> _TASK PROMPT_
Looking at the data below, how many lines include the word "arched"? Respond with the number only.

> _Items from a data source_

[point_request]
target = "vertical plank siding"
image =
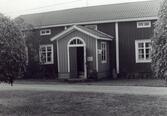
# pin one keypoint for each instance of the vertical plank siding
(109, 28)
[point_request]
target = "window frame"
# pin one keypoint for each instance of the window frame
(144, 47)
(144, 26)
(105, 53)
(45, 32)
(90, 27)
(52, 53)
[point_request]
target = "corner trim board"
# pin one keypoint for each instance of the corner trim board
(117, 46)
(97, 61)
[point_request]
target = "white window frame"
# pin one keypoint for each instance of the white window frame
(144, 24)
(45, 32)
(88, 26)
(104, 47)
(52, 53)
(137, 48)
(27, 55)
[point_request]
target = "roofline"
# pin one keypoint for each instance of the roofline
(81, 30)
(96, 22)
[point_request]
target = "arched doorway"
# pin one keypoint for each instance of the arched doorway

> _EXERCISE RESPONSE_
2